* EXERCISE GOAL:
Each line that has the string "wall" must be copied from the records below.

* DATA TO EXAMINE:
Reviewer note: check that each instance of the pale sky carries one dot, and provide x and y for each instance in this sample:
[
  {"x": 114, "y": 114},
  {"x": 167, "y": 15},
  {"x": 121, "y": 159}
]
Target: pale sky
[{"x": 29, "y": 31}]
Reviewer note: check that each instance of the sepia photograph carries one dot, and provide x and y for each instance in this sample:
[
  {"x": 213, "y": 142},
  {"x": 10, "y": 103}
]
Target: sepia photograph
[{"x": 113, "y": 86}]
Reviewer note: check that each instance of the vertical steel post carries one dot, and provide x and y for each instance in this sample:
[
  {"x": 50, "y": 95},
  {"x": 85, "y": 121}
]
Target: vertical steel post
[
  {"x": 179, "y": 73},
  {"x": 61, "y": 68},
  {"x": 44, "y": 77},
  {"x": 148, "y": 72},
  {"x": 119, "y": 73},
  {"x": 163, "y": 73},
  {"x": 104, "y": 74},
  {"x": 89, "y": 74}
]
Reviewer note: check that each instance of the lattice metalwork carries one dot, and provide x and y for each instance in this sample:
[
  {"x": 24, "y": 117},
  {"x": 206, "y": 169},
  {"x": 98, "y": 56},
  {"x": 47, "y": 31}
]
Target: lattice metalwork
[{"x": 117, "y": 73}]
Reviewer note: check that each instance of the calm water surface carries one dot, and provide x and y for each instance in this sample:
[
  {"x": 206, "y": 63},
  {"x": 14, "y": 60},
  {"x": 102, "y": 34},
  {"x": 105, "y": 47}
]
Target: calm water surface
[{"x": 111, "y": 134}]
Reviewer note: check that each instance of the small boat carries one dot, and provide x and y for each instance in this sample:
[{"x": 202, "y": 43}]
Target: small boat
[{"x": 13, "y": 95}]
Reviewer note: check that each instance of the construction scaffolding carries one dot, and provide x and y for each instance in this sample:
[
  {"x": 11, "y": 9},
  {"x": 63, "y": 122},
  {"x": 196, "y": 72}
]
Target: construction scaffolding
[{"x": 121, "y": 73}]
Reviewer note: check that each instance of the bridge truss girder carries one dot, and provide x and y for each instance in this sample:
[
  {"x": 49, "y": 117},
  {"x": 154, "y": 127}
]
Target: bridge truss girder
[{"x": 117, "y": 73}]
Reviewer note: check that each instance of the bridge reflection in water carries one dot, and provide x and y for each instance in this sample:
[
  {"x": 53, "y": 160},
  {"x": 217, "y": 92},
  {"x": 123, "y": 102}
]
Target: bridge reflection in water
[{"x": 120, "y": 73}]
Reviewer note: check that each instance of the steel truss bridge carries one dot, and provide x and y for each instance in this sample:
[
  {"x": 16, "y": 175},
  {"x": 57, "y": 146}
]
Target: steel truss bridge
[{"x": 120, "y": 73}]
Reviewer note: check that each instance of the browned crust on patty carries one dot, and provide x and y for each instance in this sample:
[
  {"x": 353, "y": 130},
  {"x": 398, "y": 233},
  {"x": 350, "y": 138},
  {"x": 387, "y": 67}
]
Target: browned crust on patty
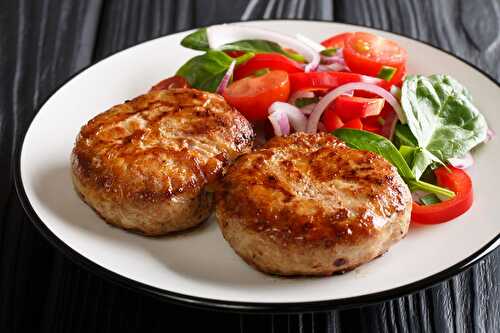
[
  {"x": 306, "y": 193},
  {"x": 159, "y": 150}
]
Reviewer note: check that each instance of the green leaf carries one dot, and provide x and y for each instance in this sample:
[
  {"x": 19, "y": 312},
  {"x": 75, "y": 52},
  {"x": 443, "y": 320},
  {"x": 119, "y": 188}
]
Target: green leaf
[
  {"x": 430, "y": 199},
  {"x": 205, "y": 71},
  {"x": 408, "y": 153},
  {"x": 260, "y": 46},
  {"x": 197, "y": 40},
  {"x": 404, "y": 136},
  {"x": 378, "y": 144},
  {"x": 329, "y": 52},
  {"x": 386, "y": 73},
  {"x": 418, "y": 185},
  {"x": 441, "y": 116}
]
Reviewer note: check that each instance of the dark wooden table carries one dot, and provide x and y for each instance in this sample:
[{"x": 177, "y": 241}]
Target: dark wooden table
[{"x": 42, "y": 43}]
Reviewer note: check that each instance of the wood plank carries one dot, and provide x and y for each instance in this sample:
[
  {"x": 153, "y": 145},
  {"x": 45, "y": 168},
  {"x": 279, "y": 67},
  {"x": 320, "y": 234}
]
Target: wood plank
[
  {"x": 47, "y": 41},
  {"x": 42, "y": 44},
  {"x": 471, "y": 32}
]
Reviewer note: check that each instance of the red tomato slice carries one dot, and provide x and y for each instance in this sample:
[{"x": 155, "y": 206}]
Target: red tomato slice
[
  {"x": 331, "y": 120},
  {"x": 252, "y": 96},
  {"x": 459, "y": 182},
  {"x": 351, "y": 107},
  {"x": 272, "y": 61},
  {"x": 330, "y": 80},
  {"x": 354, "y": 123},
  {"x": 336, "y": 41},
  {"x": 366, "y": 53},
  {"x": 171, "y": 83}
]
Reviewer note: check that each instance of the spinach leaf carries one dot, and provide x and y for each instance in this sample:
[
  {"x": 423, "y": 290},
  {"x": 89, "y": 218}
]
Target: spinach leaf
[
  {"x": 378, "y": 144},
  {"x": 197, "y": 40},
  {"x": 260, "y": 46},
  {"x": 404, "y": 137},
  {"x": 205, "y": 71},
  {"x": 441, "y": 117},
  {"x": 364, "y": 140}
]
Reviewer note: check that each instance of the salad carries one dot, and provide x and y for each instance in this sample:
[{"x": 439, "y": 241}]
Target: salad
[{"x": 356, "y": 86}]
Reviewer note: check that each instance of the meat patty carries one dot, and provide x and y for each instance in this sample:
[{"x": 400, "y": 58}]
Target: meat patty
[
  {"x": 307, "y": 204},
  {"x": 147, "y": 165}
]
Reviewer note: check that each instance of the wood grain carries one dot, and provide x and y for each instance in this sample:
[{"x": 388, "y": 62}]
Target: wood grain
[{"x": 44, "y": 42}]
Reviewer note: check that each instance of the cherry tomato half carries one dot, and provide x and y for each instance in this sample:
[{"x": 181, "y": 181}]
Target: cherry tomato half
[
  {"x": 366, "y": 53},
  {"x": 171, "y": 83},
  {"x": 252, "y": 95},
  {"x": 331, "y": 120},
  {"x": 330, "y": 80},
  {"x": 336, "y": 41},
  {"x": 351, "y": 107},
  {"x": 354, "y": 123},
  {"x": 272, "y": 61},
  {"x": 459, "y": 182}
]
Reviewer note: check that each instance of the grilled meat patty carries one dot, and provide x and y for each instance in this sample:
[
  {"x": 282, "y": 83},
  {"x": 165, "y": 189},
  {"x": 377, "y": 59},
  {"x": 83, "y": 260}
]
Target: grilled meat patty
[
  {"x": 307, "y": 204},
  {"x": 145, "y": 165}
]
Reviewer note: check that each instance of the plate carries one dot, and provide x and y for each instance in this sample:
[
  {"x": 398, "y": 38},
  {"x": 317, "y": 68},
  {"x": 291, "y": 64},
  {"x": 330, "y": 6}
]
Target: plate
[{"x": 199, "y": 267}]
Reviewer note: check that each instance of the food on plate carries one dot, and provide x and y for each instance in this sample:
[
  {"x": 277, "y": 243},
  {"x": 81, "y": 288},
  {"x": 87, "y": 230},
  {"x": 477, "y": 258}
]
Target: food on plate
[
  {"x": 356, "y": 86},
  {"x": 306, "y": 204},
  {"x": 147, "y": 165},
  {"x": 358, "y": 147}
]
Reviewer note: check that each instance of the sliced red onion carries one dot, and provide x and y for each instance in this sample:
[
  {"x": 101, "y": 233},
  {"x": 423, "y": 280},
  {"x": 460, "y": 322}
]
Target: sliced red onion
[
  {"x": 312, "y": 124},
  {"x": 280, "y": 123},
  {"x": 308, "y": 109},
  {"x": 321, "y": 127},
  {"x": 295, "y": 116},
  {"x": 219, "y": 35},
  {"x": 490, "y": 135},
  {"x": 389, "y": 127},
  {"x": 309, "y": 42},
  {"x": 463, "y": 162},
  {"x": 227, "y": 77},
  {"x": 300, "y": 94}
]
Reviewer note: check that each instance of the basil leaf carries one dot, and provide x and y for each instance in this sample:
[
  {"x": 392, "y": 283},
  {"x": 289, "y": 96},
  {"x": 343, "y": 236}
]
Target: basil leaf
[
  {"x": 378, "y": 144},
  {"x": 205, "y": 71},
  {"x": 408, "y": 153},
  {"x": 197, "y": 40},
  {"x": 441, "y": 115},
  {"x": 260, "y": 46},
  {"x": 375, "y": 143}
]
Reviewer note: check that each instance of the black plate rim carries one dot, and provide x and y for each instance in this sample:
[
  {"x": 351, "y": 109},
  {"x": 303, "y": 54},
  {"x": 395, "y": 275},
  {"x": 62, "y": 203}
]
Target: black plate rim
[{"x": 233, "y": 306}]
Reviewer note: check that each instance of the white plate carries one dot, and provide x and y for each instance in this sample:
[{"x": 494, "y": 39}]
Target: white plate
[{"x": 199, "y": 267}]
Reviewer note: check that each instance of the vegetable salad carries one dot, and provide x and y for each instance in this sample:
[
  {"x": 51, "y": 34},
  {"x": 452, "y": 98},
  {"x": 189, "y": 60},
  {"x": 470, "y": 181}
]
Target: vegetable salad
[{"x": 356, "y": 86}]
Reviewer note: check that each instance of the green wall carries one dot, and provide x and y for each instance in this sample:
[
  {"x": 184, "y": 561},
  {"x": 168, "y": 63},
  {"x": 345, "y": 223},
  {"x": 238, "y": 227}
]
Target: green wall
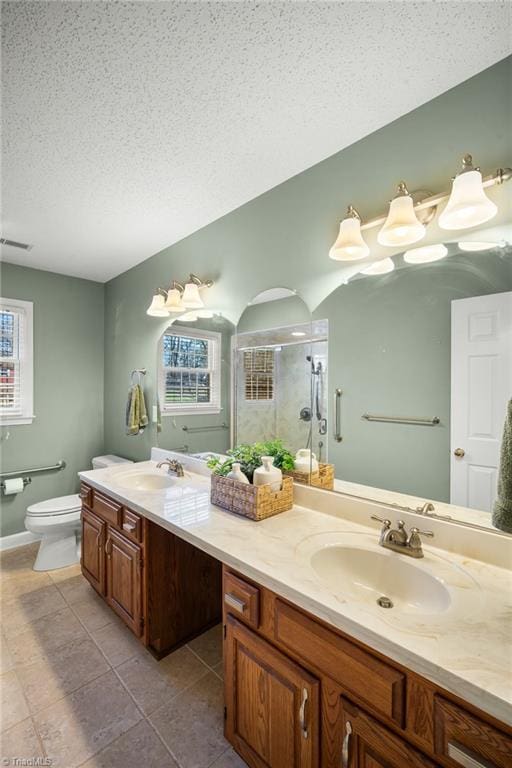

* TASK RESPONSE:
Reviewer note: check that each instance of the green wall carries one dot, and provide x and y for each instance in this sample:
Target: green wall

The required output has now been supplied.